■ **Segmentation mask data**
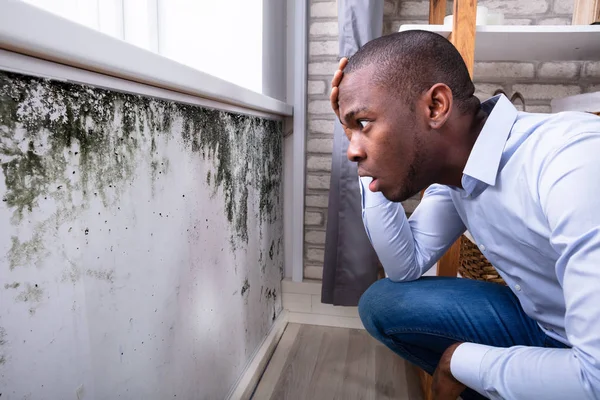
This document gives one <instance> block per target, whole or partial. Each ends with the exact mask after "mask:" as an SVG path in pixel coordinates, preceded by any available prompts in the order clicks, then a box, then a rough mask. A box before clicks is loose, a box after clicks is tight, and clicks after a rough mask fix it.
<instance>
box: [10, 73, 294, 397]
mask: <svg viewBox="0 0 600 400" xmlns="http://www.w3.org/2000/svg"><path fill="white" fill-rule="evenodd" d="M282 136H283V135H282V123H281V122H280V121H277V120H272V119H268V118H262V117H256V116H250V115H244V114H236V113H231V112H225V111H219V110H214V109H209V108H203V107H200V106H195V105H189V104H183V103H176V102H170V101H165V100H160V99H153V98H148V97H142V96H136V95H131V94H124V93H120V92H118V91H111V90H103V89H98V88H92V87H87V86H81V85H74V84H69V83H65V82H59V81H50V80H42V79H39V78H33V77H28V76H23V75H17V74H12V73H6V72H1V71H0V164H1V167H2V170H1V172H0V174H1V175H0V197H1V199H2V201H1V202H0V394H1V396H2V397H1V398H2V399H30V400H34V399H116V398H122V399H128V398H129V399H142V398H143V399H166V398H183V399H192V398H193V399H221V398H224V397H226V395H227V394H228V393H229V392H230V390H231V389H232V387H233V386H234V385H235V383H236V380H237V379H238V378H239V377H240V375H241V374H242V372H243V370H244V368H245V366H246V365H247V363H248V361H249V360H250V358H251V356H252V355H253V353H254V351H255V350H256V349H257V348H258V347H259V346H260V344H261V342H262V340H263V339H264V338H265V336H266V335H267V333H268V331H269V328H270V327H271V326H272V324H273V321H274V319H275V318H276V317H277V316H278V314H279V313H280V311H281V300H280V285H281V283H280V282H281V279H282V275H283V237H282V236H283V222H282V219H283V210H282V203H283V190H282V189H283V185H282Z"/></svg>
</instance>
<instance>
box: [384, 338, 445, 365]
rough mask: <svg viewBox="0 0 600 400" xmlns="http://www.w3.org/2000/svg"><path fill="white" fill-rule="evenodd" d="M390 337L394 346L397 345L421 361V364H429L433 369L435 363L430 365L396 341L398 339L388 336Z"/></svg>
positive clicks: (404, 350) (427, 364) (396, 340)
mask: <svg viewBox="0 0 600 400" xmlns="http://www.w3.org/2000/svg"><path fill="white" fill-rule="evenodd" d="M390 339H391V340H392V342H394V346H396V347H399V348H400V349H402V351H404V352H405V353H407V354H409V355H410V356H411V357H413V358H414V359H416V360H419V361H421V363H422V364H424V365H429V366H430V367H431V369H435V365H431V364H429V363H428V362H427V361H425V360H423V359H422V358H421V357H418V356H416V355H415V354H414V353H412V352H410V351H409V350H408V349H407V348H406V346H403V345H402V344H401V343H398V341H397V340H396V339H394V338H393V337H391V336H390Z"/></svg>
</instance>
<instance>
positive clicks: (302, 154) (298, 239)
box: [291, 0, 308, 282]
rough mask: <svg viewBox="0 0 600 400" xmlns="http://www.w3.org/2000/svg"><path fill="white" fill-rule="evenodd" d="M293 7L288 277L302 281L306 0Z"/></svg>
mask: <svg viewBox="0 0 600 400" xmlns="http://www.w3.org/2000/svg"><path fill="white" fill-rule="evenodd" d="M295 4H296V7H295V10H294V26H295V30H294V31H295V36H294V67H295V72H294V79H295V81H294V144H293V148H294V160H293V165H294V167H293V179H292V184H293V185H294V186H293V192H294V195H293V199H292V203H293V205H292V210H291V212H292V280H294V281H295V282H302V278H303V274H304V271H303V270H304V268H303V264H304V185H305V181H306V180H305V176H306V172H305V157H306V155H305V141H306V84H307V83H306V82H307V73H306V67H307V66H306V63H307V57H306V46H307V45H306V42H307V40H306V33H307V32H306V31H307V29H306V26H307V24H308V21H307V1H306V0H297V1H296V2H295Z"/></svg>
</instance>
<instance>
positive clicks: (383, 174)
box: [338, 66, 426, 201]
mask: <svg viewBox="0 0 600 400" xmlns="http://www.w3.org/2000/svg"><path fill="white" fill-rule="evenodd" d="M373 73H374V67H373V66H367V67H364V68H362V69H360V70H357V71H353V72H352V73H350V74H348V75H344V78H343V79H342V82H341V83H340V86H339V96H338V101H339V106H340V110H339V111H340V119H341V122H342V124H344V125H345V126H346V136H347V137H348V140H349V141H350V144H349V145H348V152H347V155H348V159H349V160H350V161H354V162H357V163H358V174H359V175H360V176H370V177H373V182H371V185H370V186H369V189H370V190H371V191H381V192H382V193H383V195H384V196H385V197H386V198H387V199H388V200H391V201H404V200H406V199H408V198H410V197H411V196H413V195H415V194H416V193H418V191H419V190H421V189H423V188H424V187H425V186H426V185H425V184H424V182H422V181H423V179H420V178H421V173H422V172H423V171H420V170H421V168H420V167H421V166H422V164H423V151H422V150H423V145H422V143H421V141H420V135H419V134H418V131H417V130H418V126H417V123H416V121H418V118H417V116H416V115H415V112H411V111H410V109H409V107H408V105H407V104H406V103H405V102H404V101H402V99H401V96H402V95H403V94H401V93H398V94H397V95H395V94H394V93H393V92H392V90H391V89H386V88H382V87H380V85H375V84H373V83H372V82H371V79H370V77H371V76H373Z"/></svg>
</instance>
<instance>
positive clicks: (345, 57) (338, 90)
mask: <svg viewBox="0 0 600 400" xmlns="http://www.w3.org/2000/svg"><path fill="white" fill-rule="evenodd" d="M346 64H348V58H346V57H342V59H341V60H340V63H339V65H338V70H337V71H335V74H333V79H332V80H331V94H330V96H329V101H330V102H331V108H332V109H333V112H335V115H336V116H337V117H338V119H339V118H340V107H339V104H338V95H339V88H338V86H339V85H340V82H341V81H342V77H343V76H344V72H343V71H344V68H345V67H346Z"/></svg>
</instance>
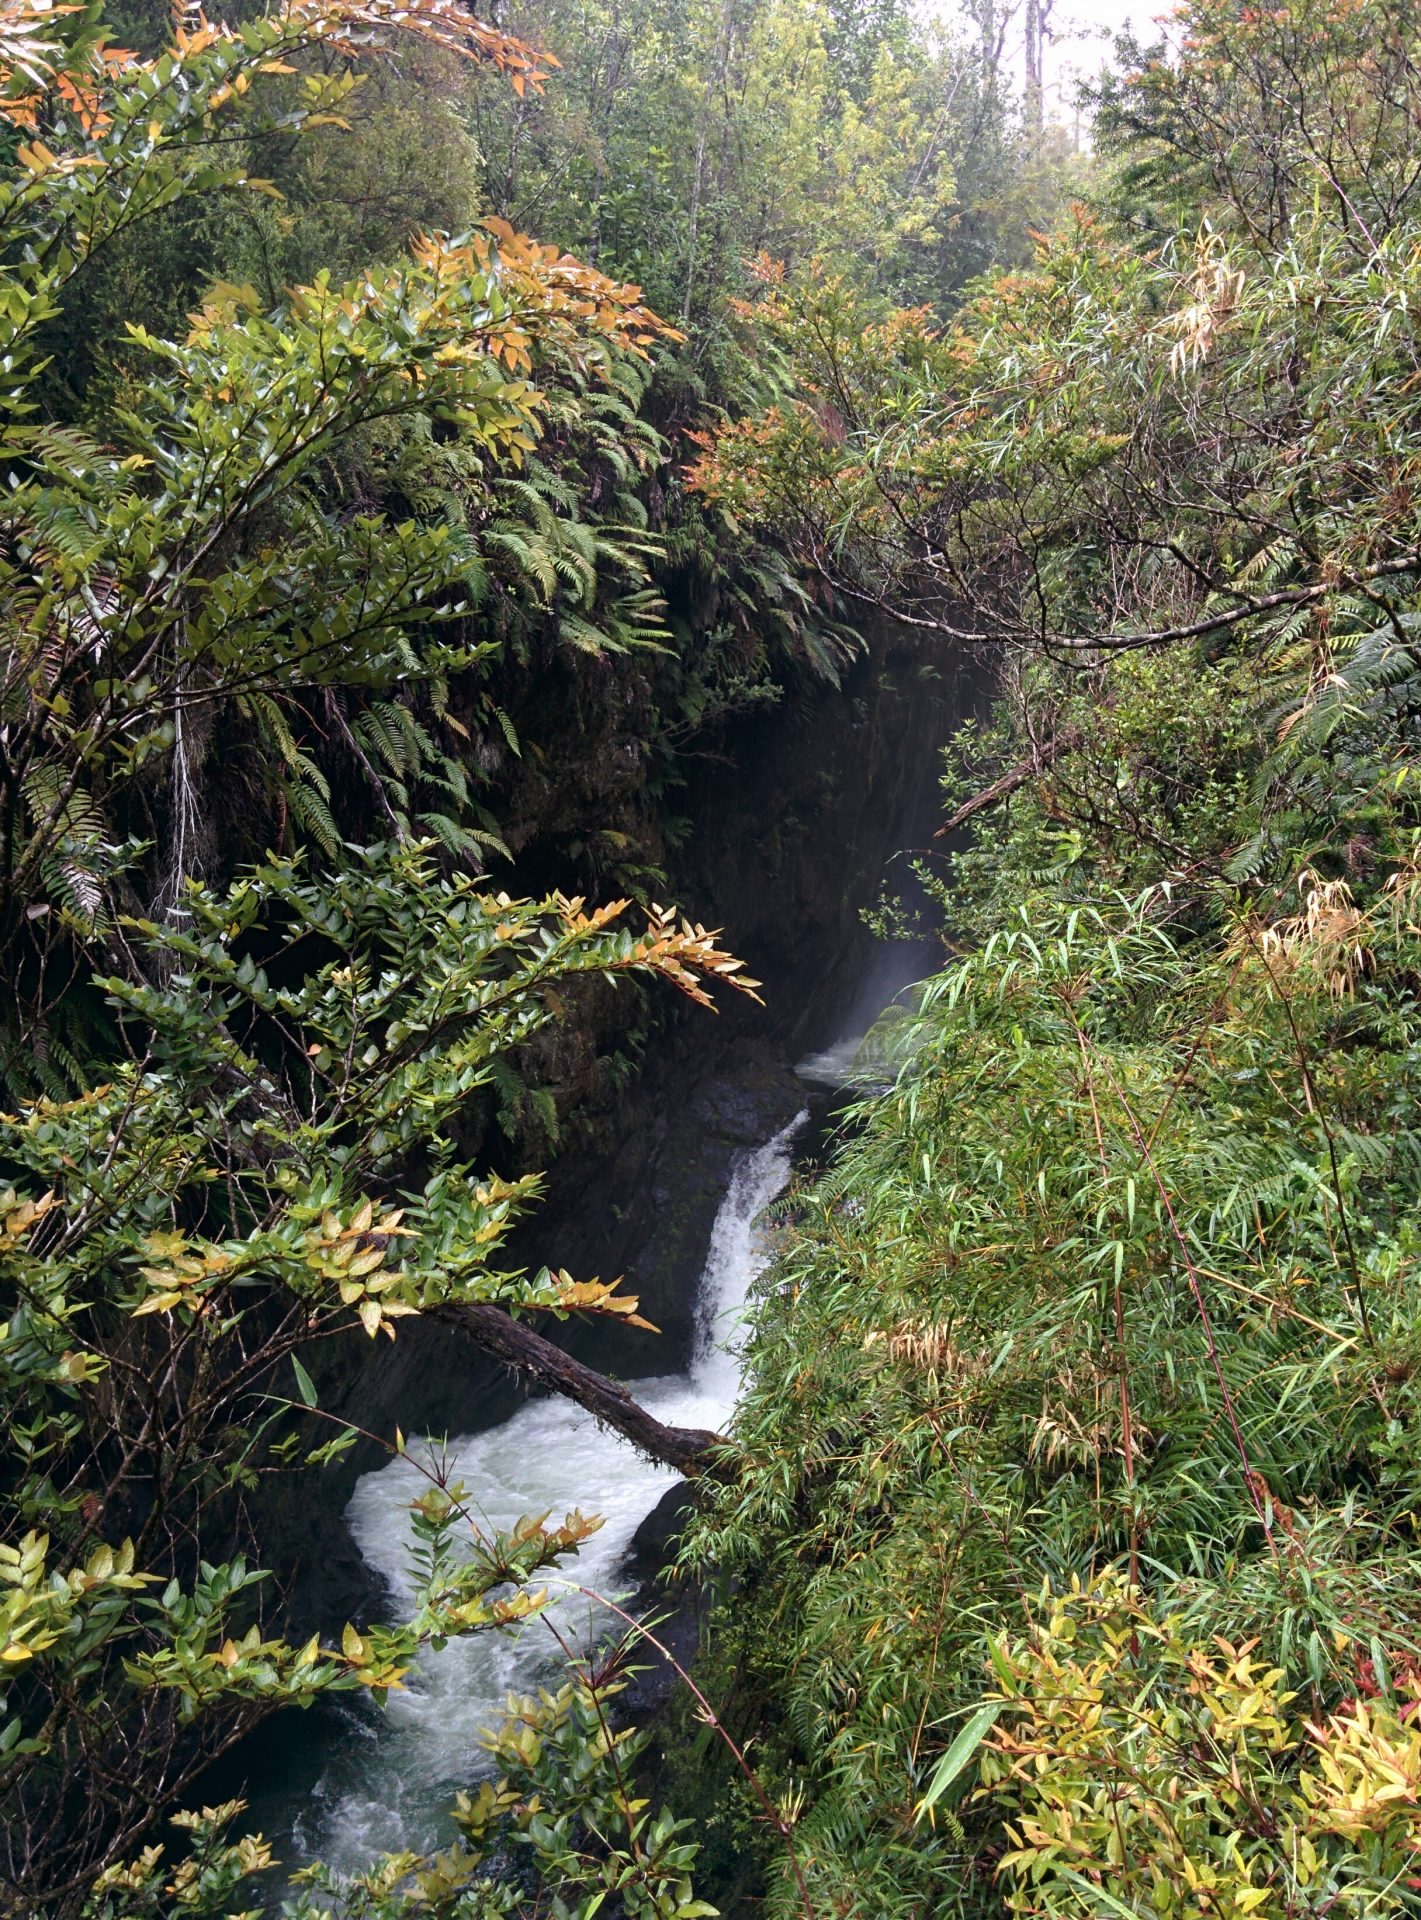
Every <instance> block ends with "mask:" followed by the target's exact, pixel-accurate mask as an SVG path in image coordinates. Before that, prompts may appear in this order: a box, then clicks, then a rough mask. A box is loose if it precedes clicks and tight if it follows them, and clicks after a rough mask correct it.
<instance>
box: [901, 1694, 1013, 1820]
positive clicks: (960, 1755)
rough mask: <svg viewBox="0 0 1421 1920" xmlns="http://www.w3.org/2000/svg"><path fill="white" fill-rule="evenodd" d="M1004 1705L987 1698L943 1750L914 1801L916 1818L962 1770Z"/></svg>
mask: <svg viewBox="0 0 1421 1920" xmlns="http://www.w3.org/2000/svg"><path fill="white" fill-rule="evenodd" d="M1006 1705H1008V1701H1004V1699H989V1701H985V1703H983V1705H981V1707H977V1711H975V1713H974V1715H972V1718H970V1720H968V1724H966V1726H964V1728H962V1732H960V1734H958V1736H956V1740H954V1741H952V1745H951V1747H949V1749H947V1753H945V1755H943V1759H941V1761H939V1763H937V1766H935V1768H933V1778H931V1780H929V1782H927V1791H926V1793H924V1797H922V1799H920V1801H918V1809H916V1818H918V1820H922V1816H924V1814H926V1812H927V1811H929V1809H931V1807H935V1805H937V1803H939V1799H941V1797H943V1793H947V1789H949V1788H951V1786H952V1782H954V1780H956V1778H958V1774H962V1772H964V1770H966V1766H968V1764H970V1761H972V1755H974V1753H975V1751H977V1747H979V1745H981V1743H983V1740H985V1738H987V1734H989V1732H991V1730H993V1726H995V1724H997V1720H999V1716H1000V1713H1002V1709H1004V1707H1006Z"/></svg>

■ **Problem to solve**
Scan the records for the string "pixel". Copy each line in which it appears.

■ **Response to the exercise**
This document gives one <instance> block per target, whole or partial. Each ends with the exact mask after "mask:" as an SVG path in pixel coordinates, preceded by any available prompts in the order clicks, then a box, then a rough mask. A box before clicks is loose, a box after clicks is tight, and clicks after a rough mask fix it.
Every <instance> block ends with "mask:" followed by the target's exact, pixel-accurate mask as an SVG path in image coordinates. Before that, prompts may appear in this order: a box, then clicks, then a rough mask. A box is loose if it precedes clicks and tight if it follows them, and clicks after a rough mask correct it.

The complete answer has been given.